(Labeled-object pointing entries)

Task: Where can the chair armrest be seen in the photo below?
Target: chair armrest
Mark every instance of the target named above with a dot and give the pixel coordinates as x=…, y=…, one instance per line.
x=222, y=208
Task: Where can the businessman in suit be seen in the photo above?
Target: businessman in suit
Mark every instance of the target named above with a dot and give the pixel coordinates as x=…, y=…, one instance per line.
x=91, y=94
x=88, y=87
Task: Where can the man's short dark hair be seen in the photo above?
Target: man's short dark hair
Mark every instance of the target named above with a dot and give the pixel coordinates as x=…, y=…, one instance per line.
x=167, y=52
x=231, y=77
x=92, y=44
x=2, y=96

* WORK TO DO *
Write out every line of the items again, requests included, and shift each x and y coordinate in the answers by adding 128 to it.

* WORKED ANSWER *
Task: Where can the chair armrest be seen in the photo below?
Target: chair armrest
Mark every instance of the target named above with a dot and give the pixel coordinates as x=…, y=…, one instance per line.
x=350, y=336
Task: Where can the businessman in suit be seen in the photo above?
Target: businessman in suit
Mark every instance of the target named above with a dot and give the pixel coordinates as x=…, y=…, one instance per line.
x=219, y=222
x=216, y=215
Task: Where can the man's short dark hair be seen in the photo above?
Target: man's short dark hair
Mark every instance of the target named above with a dot and give the pixel coordinates as x=…, y=…, one instance per line.
x=295, y=180
x=359, y=205
x=220, y=172
x=130, y=224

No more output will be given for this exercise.